### [EXERCISE]
Could you write out the records word for word, from their start through the line that contains "127 77 L 127", including both ends?

* BEGIN MATERIAL FOR THIS TASK *

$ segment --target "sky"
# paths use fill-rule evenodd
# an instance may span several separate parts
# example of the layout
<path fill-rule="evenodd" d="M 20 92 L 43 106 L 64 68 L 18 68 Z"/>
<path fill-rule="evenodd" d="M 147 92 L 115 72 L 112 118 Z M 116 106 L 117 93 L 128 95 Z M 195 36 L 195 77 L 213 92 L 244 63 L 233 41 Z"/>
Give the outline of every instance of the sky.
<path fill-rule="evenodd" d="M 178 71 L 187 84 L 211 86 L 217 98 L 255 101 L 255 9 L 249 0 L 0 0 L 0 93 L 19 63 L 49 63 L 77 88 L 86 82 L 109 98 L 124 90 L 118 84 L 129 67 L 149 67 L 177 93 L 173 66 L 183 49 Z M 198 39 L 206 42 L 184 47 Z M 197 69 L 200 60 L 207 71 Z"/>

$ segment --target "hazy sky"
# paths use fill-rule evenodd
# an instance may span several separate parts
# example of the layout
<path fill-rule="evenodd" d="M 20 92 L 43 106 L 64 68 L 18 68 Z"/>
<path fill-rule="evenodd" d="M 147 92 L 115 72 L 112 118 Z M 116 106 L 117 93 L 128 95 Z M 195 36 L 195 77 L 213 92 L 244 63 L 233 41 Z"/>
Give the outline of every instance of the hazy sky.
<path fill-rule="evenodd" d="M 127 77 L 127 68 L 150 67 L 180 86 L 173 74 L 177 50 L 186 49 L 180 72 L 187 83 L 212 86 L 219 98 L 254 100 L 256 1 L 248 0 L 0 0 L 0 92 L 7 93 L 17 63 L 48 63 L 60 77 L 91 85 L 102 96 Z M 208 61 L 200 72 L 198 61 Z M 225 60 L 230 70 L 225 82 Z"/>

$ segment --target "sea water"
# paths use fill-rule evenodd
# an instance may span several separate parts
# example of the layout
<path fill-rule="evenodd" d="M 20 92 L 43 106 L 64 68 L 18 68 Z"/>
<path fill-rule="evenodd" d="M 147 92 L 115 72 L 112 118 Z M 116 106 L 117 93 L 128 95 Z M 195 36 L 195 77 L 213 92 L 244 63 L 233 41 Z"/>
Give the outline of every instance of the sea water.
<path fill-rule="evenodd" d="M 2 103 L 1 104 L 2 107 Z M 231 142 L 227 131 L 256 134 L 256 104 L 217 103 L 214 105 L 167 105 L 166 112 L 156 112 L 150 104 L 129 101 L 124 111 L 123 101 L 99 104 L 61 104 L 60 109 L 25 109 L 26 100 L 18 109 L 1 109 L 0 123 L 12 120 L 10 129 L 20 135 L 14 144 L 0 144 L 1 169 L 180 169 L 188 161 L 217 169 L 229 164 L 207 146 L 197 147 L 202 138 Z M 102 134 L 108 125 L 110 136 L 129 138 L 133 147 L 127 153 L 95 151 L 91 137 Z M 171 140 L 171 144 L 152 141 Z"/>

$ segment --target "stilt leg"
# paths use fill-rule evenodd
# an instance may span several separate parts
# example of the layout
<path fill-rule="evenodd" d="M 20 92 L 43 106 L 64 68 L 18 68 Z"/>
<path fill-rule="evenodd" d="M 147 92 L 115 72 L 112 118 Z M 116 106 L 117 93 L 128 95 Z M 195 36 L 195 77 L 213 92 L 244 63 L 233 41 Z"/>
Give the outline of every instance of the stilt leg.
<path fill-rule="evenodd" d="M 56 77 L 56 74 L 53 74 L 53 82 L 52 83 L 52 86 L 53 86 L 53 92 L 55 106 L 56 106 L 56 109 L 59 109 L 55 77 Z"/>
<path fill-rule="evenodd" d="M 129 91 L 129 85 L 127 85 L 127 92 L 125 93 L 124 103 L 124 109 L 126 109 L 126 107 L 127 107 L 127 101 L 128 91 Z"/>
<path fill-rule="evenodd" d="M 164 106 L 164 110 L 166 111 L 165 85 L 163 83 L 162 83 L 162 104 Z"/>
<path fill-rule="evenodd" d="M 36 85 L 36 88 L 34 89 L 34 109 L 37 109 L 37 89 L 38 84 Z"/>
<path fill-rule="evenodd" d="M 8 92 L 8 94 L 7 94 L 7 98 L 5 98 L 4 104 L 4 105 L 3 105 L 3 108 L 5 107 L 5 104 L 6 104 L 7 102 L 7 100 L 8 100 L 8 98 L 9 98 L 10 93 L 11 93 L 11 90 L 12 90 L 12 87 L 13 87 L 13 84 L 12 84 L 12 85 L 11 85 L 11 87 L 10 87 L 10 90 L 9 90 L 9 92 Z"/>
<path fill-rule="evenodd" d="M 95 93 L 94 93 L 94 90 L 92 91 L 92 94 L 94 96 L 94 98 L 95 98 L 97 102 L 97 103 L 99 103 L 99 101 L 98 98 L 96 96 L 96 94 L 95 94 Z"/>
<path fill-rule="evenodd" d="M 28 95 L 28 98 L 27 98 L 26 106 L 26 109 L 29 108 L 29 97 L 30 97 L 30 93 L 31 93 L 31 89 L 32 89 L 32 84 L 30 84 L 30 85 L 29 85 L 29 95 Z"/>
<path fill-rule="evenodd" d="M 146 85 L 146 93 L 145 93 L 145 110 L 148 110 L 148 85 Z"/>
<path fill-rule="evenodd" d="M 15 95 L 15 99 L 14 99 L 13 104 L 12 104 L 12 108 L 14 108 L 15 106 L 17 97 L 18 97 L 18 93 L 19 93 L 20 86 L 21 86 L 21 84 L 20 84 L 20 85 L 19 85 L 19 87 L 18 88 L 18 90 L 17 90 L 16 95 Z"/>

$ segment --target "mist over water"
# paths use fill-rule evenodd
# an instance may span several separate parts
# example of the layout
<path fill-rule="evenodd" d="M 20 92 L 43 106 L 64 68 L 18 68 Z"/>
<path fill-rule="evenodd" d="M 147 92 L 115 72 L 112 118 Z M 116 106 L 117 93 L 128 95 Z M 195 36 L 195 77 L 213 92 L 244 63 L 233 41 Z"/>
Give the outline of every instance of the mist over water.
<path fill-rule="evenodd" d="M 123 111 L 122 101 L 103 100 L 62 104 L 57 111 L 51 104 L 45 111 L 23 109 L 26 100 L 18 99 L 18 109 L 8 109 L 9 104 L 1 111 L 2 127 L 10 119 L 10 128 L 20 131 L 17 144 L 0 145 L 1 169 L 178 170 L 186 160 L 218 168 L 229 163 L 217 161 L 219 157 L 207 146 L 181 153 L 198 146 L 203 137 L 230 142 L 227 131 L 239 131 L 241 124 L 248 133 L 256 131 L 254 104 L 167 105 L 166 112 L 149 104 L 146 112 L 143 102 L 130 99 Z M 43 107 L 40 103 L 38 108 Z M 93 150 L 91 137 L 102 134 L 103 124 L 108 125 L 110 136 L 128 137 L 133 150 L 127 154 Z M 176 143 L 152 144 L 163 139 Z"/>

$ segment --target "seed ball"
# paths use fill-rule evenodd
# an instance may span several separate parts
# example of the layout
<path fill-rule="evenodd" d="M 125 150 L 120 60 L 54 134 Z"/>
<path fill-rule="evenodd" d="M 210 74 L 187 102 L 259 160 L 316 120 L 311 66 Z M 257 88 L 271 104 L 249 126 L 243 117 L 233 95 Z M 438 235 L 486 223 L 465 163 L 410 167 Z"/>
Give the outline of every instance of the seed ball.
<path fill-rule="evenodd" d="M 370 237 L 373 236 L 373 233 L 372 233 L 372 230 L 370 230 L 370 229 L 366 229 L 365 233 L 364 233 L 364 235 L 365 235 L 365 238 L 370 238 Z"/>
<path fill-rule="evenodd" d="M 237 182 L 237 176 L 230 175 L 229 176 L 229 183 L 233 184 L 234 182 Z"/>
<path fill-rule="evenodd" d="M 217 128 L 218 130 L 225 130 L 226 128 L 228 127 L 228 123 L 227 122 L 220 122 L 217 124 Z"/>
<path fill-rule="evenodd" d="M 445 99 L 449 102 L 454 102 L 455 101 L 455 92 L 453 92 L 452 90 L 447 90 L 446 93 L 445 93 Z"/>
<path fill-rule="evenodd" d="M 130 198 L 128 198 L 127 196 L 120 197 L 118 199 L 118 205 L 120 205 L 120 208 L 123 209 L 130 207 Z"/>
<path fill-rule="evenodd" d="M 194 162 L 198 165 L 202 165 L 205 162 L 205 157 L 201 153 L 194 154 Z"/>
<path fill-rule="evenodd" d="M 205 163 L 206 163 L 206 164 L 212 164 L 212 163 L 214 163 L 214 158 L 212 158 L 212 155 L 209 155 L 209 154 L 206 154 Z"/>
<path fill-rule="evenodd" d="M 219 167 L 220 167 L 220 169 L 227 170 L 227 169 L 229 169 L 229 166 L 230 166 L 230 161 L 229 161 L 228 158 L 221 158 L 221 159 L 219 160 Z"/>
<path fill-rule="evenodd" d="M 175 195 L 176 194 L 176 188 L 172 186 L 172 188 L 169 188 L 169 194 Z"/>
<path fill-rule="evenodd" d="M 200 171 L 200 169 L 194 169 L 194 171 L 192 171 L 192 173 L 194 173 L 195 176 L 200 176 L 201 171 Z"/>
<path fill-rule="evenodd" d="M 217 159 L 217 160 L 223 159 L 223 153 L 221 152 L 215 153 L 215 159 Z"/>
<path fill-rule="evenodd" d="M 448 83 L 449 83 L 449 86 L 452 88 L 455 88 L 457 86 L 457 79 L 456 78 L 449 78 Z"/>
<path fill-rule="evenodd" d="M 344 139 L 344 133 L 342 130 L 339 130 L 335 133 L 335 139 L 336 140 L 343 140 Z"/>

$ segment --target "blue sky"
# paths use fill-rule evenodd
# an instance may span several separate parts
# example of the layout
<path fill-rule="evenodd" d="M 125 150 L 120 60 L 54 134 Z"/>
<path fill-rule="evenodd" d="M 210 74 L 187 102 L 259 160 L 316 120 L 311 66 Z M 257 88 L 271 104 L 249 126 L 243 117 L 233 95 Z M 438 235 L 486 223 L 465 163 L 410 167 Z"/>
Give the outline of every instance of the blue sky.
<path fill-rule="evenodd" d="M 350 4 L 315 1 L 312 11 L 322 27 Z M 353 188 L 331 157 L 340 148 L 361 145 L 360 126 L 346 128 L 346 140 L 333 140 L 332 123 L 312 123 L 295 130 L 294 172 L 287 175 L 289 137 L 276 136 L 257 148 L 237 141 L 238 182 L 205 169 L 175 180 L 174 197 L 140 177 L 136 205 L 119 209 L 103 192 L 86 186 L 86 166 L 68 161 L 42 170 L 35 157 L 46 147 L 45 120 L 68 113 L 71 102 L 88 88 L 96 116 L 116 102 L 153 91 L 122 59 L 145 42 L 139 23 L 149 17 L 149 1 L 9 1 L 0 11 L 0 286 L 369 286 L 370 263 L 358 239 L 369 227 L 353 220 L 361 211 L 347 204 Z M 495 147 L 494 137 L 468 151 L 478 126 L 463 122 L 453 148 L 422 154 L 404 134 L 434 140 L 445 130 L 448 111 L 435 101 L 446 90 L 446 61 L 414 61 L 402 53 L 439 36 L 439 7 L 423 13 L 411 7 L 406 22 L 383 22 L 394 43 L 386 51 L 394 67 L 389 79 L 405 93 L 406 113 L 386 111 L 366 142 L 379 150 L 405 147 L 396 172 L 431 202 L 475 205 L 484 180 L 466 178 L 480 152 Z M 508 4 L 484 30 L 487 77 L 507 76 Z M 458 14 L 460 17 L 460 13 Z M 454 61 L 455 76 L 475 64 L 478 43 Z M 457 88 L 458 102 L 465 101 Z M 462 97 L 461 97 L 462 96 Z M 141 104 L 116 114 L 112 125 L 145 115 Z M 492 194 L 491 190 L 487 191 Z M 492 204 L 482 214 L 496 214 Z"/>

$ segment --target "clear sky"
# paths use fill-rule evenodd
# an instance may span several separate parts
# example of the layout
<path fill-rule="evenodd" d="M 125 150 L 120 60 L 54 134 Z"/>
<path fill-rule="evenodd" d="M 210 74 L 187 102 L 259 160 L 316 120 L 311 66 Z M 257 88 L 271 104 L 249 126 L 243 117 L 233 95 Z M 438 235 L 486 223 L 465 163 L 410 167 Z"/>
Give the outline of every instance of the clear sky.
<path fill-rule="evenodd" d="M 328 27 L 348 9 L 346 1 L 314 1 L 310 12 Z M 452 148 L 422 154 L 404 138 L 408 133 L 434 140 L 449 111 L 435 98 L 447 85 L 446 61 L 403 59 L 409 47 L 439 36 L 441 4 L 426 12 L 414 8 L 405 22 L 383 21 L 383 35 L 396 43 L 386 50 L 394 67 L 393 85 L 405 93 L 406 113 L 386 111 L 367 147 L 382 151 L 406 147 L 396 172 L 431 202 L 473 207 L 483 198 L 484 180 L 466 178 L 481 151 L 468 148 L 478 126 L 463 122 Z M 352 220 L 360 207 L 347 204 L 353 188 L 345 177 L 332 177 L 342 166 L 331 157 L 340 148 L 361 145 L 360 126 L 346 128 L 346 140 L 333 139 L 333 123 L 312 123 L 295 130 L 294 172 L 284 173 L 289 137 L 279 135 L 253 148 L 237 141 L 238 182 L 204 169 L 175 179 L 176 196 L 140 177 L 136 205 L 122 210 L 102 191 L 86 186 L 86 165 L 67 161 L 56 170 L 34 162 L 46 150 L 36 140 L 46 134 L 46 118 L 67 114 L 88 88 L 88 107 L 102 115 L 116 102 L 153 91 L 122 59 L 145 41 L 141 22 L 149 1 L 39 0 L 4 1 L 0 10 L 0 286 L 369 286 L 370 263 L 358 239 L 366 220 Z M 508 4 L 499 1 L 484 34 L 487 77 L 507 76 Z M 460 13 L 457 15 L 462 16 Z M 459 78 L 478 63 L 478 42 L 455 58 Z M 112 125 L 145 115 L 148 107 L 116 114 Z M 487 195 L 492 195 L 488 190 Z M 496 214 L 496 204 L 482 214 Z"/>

* END MATERIAL FOR THIS TASK *

### [COMPLETE ANSWER]
$ segment --target "sky"
# paths use fill-rule evenodd
# an instance may span several separate parts
# example of the layout
<path fill-rule="evenodd" d="M 20 92 L 43 106 L 64 68 L 18 68 Z"/>
<path fill-rule="evenodd" d="M 147 92 L 115 72 L 112 118 Z M 116 106 L 117 93 L 128 95 Z M 195 36 L 195 77 L 213 92 L 244 63 L 233 41 Z"/>
Give the outline of every instance of the sky.
<path fill-rule="evenodd" d="M 178 71 L 187 84 L 211 86 L 217 98 L 255 101 L 255 9 L 249 0 L 0 0 L 0 93 L 19 63 L 49 63 L 77 88 L 86 82 L 109 98 L 124 90 L 118 84 L 129 67 L 149 67 L 177 93 L 173 66 L 183 49 Z M 198 39 L 206 42 L 184 47 Z M 197 69 L 200 60 L 207 71 Z"/>

$ segment --target "hazy sky"
# paths use fill-rule evenodd
# an instance may span several separate parts
# example of the layout
<path fill-rule="evenodd" d="M 20 92 L 43 106 L 64 68 L 18 68 Z"/>
<path fill-rule="evenodd" d="M 147 92 L 115 72 L 112 118 Z M 116 106 L 117 93 L 128 95 Z M 195 36 L 195 77 L 213 92 L 244 63 L 233 41 Z"/>
Give the outline of every instance of the hazy sky.
<path fill-rule="evenodd" d="M 127 77 L 127 68 L 150 67 L 180 86 L 173 74 L 177 50 L 186 49 L 180 72 L 187 83 L 212 86 L 219 98 L 254 100 L 256 1 L 248 0 L 0 0 L 0 92 L 7 93 L 17 63 L 48 63 L 60 77 L 91 85 L 102 96 Z M 208 61 L 200 72 L 198 61 Z M 225 60 L 230 70 L 225 82 Z"/>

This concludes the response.